--- Start Data shown ---

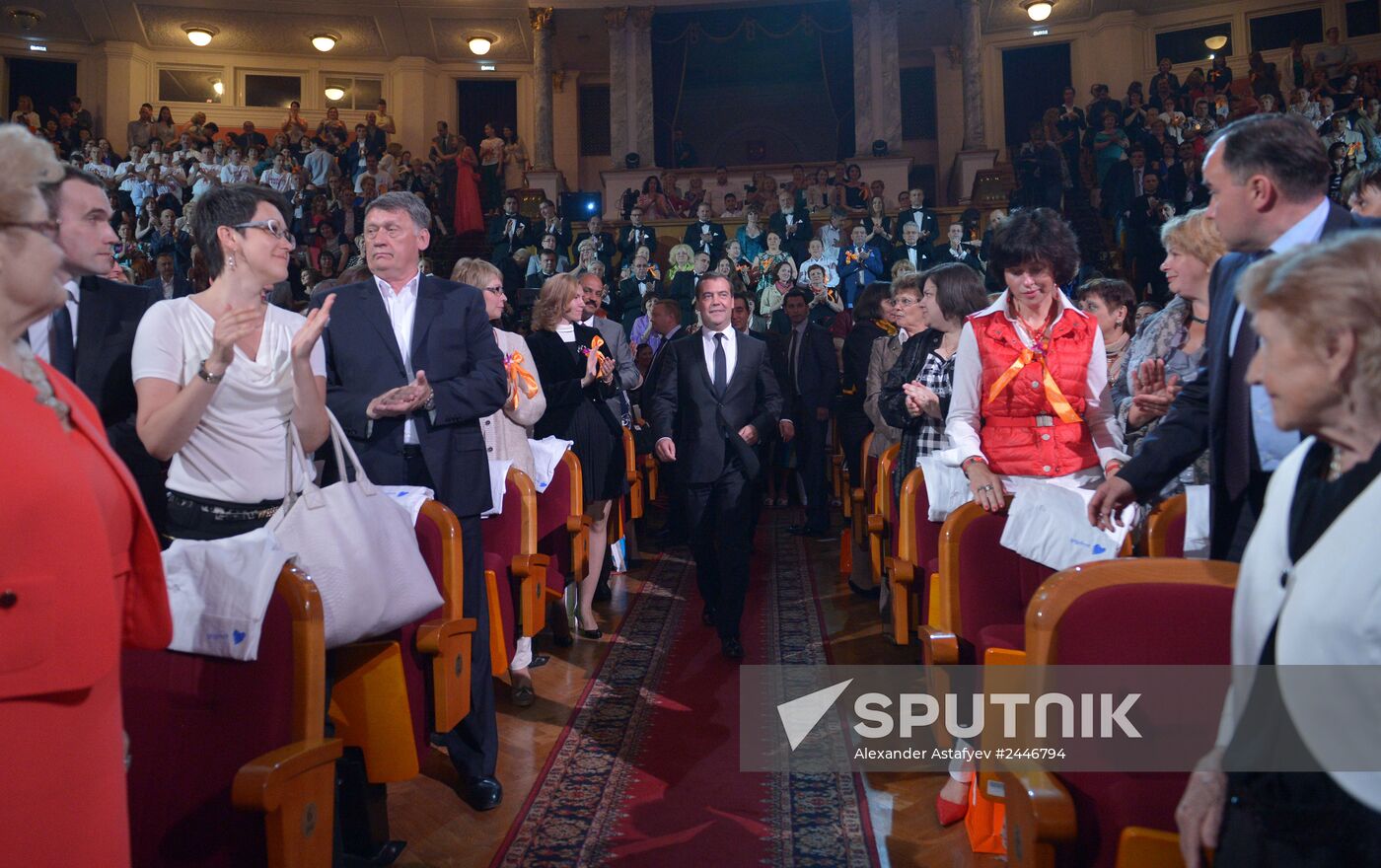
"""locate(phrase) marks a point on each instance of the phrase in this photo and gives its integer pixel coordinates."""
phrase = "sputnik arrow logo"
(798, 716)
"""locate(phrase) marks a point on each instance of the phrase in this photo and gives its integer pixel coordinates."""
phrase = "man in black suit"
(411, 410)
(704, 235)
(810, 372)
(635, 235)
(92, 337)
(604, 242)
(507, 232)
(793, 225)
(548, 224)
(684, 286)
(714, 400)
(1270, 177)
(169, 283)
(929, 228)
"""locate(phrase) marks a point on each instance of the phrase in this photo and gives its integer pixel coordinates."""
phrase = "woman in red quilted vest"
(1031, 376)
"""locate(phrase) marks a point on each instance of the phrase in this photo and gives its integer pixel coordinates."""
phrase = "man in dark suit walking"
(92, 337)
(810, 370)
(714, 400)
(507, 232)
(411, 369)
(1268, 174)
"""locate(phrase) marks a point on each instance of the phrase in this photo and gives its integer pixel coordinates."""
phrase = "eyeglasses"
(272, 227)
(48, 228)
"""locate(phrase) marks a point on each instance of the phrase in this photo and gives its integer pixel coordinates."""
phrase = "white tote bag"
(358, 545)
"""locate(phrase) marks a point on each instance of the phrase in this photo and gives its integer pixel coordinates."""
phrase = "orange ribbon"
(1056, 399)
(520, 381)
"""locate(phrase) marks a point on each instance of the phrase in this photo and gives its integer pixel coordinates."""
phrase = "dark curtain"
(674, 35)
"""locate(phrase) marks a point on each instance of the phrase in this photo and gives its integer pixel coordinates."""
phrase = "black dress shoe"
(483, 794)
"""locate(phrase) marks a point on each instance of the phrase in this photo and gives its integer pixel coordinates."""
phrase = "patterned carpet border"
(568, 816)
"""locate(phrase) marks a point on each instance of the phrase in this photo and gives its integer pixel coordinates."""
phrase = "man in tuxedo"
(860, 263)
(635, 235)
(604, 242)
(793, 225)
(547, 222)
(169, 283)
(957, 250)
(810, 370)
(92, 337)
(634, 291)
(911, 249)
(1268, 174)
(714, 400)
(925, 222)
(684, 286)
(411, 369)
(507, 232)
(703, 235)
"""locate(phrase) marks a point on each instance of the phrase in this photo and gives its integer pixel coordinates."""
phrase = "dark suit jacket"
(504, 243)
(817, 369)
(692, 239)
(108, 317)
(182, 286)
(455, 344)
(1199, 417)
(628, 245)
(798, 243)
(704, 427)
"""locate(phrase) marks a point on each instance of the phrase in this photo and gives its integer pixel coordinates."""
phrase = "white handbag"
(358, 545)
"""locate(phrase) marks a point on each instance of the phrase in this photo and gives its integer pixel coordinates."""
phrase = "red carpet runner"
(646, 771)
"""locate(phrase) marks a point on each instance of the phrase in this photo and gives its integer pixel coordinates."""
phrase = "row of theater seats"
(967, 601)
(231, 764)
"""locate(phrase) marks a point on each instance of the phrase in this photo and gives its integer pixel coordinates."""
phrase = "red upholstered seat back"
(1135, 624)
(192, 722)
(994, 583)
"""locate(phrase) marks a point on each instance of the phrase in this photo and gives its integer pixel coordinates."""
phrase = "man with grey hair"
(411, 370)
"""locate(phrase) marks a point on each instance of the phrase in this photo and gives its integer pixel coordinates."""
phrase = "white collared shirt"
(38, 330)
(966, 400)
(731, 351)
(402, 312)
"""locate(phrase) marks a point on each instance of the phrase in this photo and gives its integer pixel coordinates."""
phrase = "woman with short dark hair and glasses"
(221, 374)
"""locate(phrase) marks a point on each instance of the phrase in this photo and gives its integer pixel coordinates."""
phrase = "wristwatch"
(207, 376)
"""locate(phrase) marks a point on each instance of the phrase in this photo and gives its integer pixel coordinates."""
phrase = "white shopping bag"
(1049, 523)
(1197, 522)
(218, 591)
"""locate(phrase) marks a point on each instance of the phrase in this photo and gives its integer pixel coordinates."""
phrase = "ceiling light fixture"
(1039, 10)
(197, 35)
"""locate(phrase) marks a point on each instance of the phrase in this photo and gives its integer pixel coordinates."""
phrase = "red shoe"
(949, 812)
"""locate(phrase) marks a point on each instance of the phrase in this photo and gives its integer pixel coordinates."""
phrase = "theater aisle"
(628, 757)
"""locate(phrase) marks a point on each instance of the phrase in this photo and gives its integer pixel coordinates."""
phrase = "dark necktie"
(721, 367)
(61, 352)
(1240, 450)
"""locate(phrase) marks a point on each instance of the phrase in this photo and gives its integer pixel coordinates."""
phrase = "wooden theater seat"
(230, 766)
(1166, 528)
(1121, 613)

--- End Data shown ---

**Problem statement**
Excluding the pictures, reproduce every entry exactly as given.

**Reply**
"""locate(phrase) marks a point on each instance of the phrase in this photo and gives its integer pixel coordinates."""
phrase = "sputnik arrow logo"
(798, 716)
"""locate(phrase) marks a point on each instance of the phrase in this photo and gives its integer pixel coordinates."""
phrase = "man in black suit"
(411, 410)
(704, 235)
(810, 372)
(635, 235)
(92, 337)
(604, 242)
(507, 232)
(793, 225)
(548, 224)
(684, 286)
(714, 400)
(1270, 177)
(169, 283)
(929, 228)
"""locate(phrase) marks a point on each instance of the phrase in this photo and gives its integer pixel coordinates."""
phrase = "woman in red quilted vest"
(1031, 376)
"""locate(phrase) marks a point on each instance of the phrase in this photo and gives its integer pixel coordinates."""
phrase = "man in dark suit walking"
(92, 337)
(810, 370)
(714, 400)
(507, 232)
(411, 369)
(1268, 174)
"""locate(phrase) marks a point on each instance of the phrase in this photo and gives its integer pixel coordinates."""
phrase = "eyeglasses"
(272, 227)
(48, 228)
"""locate(phrase) marks a point on each instance of the phrase in this photo and gives its integer pixel coordinates."""
phrase = "white tote bag"
(358, 545)
"""locate(phrase) marks a point on each instance of the phrase in this photo and gives its integer pixel coordinates."""
phrase = "orange ribbon"
(1056, 399)
(520, 381)
"""locate(phrase) marks a point on each instance of the phrase in this photo and gives its integer pixel coordinates."""
phrase = "dark curtain"
(674, 35)
"""locate(phrase) marks a point on each instance of the phrase in this photo and gives its integer pixel coordinates."""
phrase = "black dress shoe"
(483, 794)
"""locate(phrase) marks a point on each instance of the phrase in this photo and gives its integer pixel coordinates."""
phrase = "patterned carpet border"
(568, 816)
"""locate(phrase) marks a point on each instance of the phrase in this photo and gives its integer pixel coordinates."""
phrase = "man in tuxedo"
(860, 263)
(635, 235)
(604, 242)
(793, 225)
(547, 222)
(169, 283)
(957, 250)
(810, 370)
(92, 337)
(634, 291)
(911, 249)
(1268, 174)
(714, 400)
(925, 222)
(684, 286)
(411, 369)
(507, 232)
(703, 235)
"""locate(phrase) marks a point on each instance of the phrase in this photo and gives its integer pixel coordinates."""
phrase = "dark suit jacket"
(504, 243)
(817, 369)
(692, 239)
(108, 317)
(182, 286)
(455, 344)
(1199, 417)
(628, 245)
(798, 243)
(704, 427)
"""locate(phrase) marks a point on each instance of the phrase in this photo and gives its integer pixel coordinates."""
phrase = "white handbag"
(358, 545)
"""locate(phrase) marks a point on each instance of the phrase in this photo and gives its integer pixel coordinates."""
phrase = "red carpet runner"
(646, 771)
"""locate(phrase) marks a point on each instance of the phrase in this photo and gives its integer pixel coordinates."""
phrase = "row of theater seats"
(967, 601)
(231, 764)
"""locate(phrase) marks a point on each instance of the phrase in this photo and gives its integer pixel coordinates."""
phrase = "red upholstered seat back"
(1135, 624)
(192, 722)
(994, 583)
"""locate(phrase) marks a point on each instance of the phrase in this photo and gives its integer pixel coordinates."""
phrase = "man with grey hair"
(411, 370)
"""locate(phrase) marks a point on each instance of the phrase in this photo and gives its integer pixel coordinates."""
phrase = "white collared shirt"
(38, 330)
(966, 400)
(731, 351)
(402, 312)
"""locate(phrase) marks a point on each instance of the phrase in this photo and gives its integer pixel coordinates."""
phrase = "woman with short dark hair and glasses"
(221, 374)
"""locate(phrase) marks a point on each instance of the phrase in this photo and gives its integer pixel coordinates."""
phrase = "wristwatch"
(207, 376)
"""locate(phrase) marks a point on each instance of the phrase in this photo and gives its integer pixel coordinates."""
phrase = "white shopping bag"
(1049, 523)
(1197, 522)
(218, 591)
"""locate(phrase) marks a point on each instance of the phrase in this photo and gives its integer pixel coordinates."""
phrase = "ceiling light fixture"
(1039, 10)
(197, 35)
"""locate(phrase) marks a point on each instance of the phrase in this photo and gives its integer pixel coordinates."""
phrase = "red shoe"
(949, 812)
"""locate(phrase) marks a point on each instance of the phrase in this photo and gives its integer pixel coordinates."""
phrase = "theater aisle"
(628, 757)
"""locate(phrase) marks a point on each instance of the phrase in this photo and gives its integer pixel coordinates."""
phrase = "dark necktie"
(721, 367)
(61, 352)
(1240, 450)
"""locate(phrase) marks a point on each instance of the phrase in this photo and gives its integer pixel coordinates."""
phrase = "wooden theater seat"
(230, 766)
(1166, 528)
(1121, 613)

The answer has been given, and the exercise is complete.